→ Information provided:
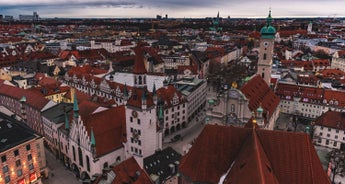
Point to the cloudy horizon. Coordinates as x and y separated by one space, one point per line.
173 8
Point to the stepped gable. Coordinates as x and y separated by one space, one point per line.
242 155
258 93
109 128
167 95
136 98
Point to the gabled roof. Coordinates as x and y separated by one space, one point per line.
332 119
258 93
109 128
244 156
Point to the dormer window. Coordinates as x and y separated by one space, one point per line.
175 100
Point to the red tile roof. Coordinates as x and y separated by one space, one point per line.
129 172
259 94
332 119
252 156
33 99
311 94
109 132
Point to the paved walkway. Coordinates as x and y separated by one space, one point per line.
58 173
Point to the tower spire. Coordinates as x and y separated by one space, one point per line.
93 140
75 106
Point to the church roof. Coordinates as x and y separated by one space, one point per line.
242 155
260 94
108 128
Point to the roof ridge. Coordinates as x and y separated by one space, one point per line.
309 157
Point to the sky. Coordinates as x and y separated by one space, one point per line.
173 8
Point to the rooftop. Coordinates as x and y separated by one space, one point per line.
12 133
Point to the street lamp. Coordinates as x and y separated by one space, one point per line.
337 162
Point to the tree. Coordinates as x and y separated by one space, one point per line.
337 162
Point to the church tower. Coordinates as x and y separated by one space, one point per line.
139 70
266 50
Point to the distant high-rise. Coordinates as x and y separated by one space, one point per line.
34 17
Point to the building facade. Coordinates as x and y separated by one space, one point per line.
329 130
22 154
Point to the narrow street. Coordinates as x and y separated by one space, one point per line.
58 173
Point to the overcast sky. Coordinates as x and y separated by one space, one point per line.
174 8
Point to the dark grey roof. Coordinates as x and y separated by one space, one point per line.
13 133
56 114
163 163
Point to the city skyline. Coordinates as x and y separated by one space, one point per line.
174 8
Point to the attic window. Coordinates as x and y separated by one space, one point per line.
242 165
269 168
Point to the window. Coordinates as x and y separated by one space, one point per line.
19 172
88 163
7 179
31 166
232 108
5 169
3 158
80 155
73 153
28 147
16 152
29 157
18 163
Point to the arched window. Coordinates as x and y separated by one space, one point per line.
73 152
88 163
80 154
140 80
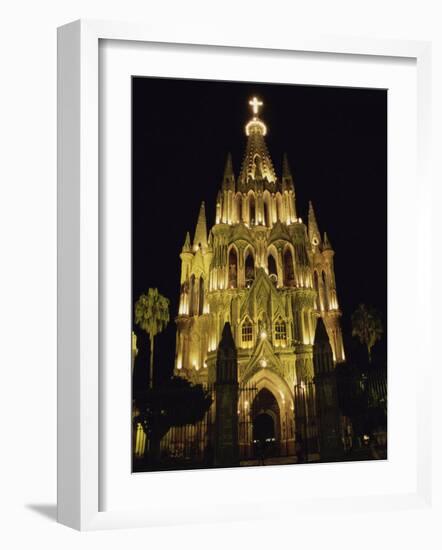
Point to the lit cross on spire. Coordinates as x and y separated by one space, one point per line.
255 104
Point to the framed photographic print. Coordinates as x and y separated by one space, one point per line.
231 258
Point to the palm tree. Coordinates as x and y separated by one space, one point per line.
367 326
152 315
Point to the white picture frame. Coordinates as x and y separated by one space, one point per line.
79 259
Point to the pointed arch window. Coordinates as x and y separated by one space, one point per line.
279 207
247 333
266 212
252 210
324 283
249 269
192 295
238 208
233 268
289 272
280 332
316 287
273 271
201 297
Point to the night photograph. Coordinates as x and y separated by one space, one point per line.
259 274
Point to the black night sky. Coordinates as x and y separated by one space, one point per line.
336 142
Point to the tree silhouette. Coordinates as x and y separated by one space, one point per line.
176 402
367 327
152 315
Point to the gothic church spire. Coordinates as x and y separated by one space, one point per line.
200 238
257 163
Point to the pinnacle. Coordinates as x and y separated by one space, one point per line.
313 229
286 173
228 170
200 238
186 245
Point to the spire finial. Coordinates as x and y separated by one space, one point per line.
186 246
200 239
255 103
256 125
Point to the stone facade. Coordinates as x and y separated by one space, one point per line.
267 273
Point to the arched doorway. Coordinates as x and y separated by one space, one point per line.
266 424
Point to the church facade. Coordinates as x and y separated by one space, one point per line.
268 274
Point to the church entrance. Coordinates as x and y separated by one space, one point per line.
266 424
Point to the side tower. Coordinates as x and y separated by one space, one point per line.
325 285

→ Task description: Once the images are dropped, set down the remaining material word for word.

→ Output of the task:
Point to the cloudy horizon. Coordinates as x and y separated by one space, one point per line.
173 8
Point to the stepped gable. Coordinates as x and y separated by one space, one point per line.
242 155
258 93
109 128
167 95
136 98
Point to the gabled roof. Coordinates as x and y separated by one space, one point per line.
332 119
258 93
109 128
244 156
Point to the dormer window. Coordinates as x and y separated by one space, one point per line.
175 100
Point to the red tile roof. Coordinates as x and y separated by one space, one point per line.
129 172
259 94
332 119
252 156
33 99
311 94
109 132
Point to the paved walkway. Coordinates as x and y separated by one space, one point per line.
58 173
Point to the tower spire. Coordinates as x and y separated by one space, one point per line.
93 140
75 106
Point to the church roof. Coordinates as x and y separated by one space, one point per line.
242 155
260 94
108 128
Point to the roof ridge. Coordinates as x and y separated by one space, one point per line.
309 157
Point to the sky. Coordinates as x and y separated by one space, one point per line.
173 8
Point to the rooftop. Coordinates as x and y separated by one space, one point per line.
12 133
Point to the street lamp. Coordinates as x and y separated by one space, one point per line.
337 162
Point to the tree. Coordinates as x and y separated by one space, one point per line.
337 162
Point to the church tower. Coordinates as x and y separated by one space, one point per line.
139 70
266 50
Point to the distant high-rise. Coordinates as x and y separated by one space, one point per line.
34 17
Point to the building facade. Coordinates as x and y separated by one space, one point per line.
329 130
22 154
Point to the narrow street. Coordinates as x and y separated by one space, one point per line.
58 173
Point to the overcast sky. Coordinates as x and y separated by one space, one point per line.
174 8
Point to the dark grey roof. Coordinates as x and y separated by one space, one point per line.
13 133
56 114
163 163
Point to the city skyline. Coordinates as x and y separated by one space, one point per line.
174 8
Point to the attic window. Coordinates as x and y separated by one space, one point per line.
242 165
269 168
Point to the window. Coordinates as x and y separated by one space, one point per line.
19 172
88 163
7 179
31 166
232 108
5 169
3 158
80 155
73 153
28 147
16 152
29 157
18 163
Point to the arched window. Coordinates as x and y separated by one space, one point per line.
73 152
88 163
80 154
140 80
Point to the lit cross on spire. Coordinates as x and y separated by one space, one point per line.
255 104
Point to the framed photographic print. Coordinates as x and y separated by one space, one point per line.
231 258
Point to the palm tree. Coordinates as x and y separated by one space, one point per line.
367 326
152 315
Point to the white picture frame. Coordinates as x and y separated by one space, one point per line.
79 259
Point to the pointed arch window. Coordinates as x and y separated by one space, one point per line.
279 207
247 333
266 212
252 210
324 283
249 269
192 295
238 208
233 268
289 272
280 332
316 287
273 271
201 297
Point to the night photograph. Coordinates as x and y separated by one space, one point per line.
259 274
Point to the black night sky. Coordinates as x and y separated by one space, one point per line.
336 142
Point to the tree silhouette. Coordinates as x and y separated by one space, one point per line.
176 402
367 327
152 315
Point to the gothic church spire. Coordinates as x and y separated by one space, one point per line.
200 238
257 163
Point to the pinnacle. Coordinates as x and y separated by one space, one point per line.
313 229
286 173
228 170
200 238
186 245
Point to the spire finial. Coordinates as x and y separated by one space, one point per line.
186 246
200 239
255 103
256 125
Point to the stone facade. Coordinates as x and y separated by one space, one point per line.
267 273
Point to the arched doorway. Coordinates as x and y separated by one space, one point per line.
266 424
Point to the church facade. Coordinates as x and y separated by one space, one point per line.
268 274
Point to the church entrance. Coordinates as x and y separated by one space, one point per line.
266 424
Point to the side tower. Coordinates as x and y separated by one space, one point per line.
325 285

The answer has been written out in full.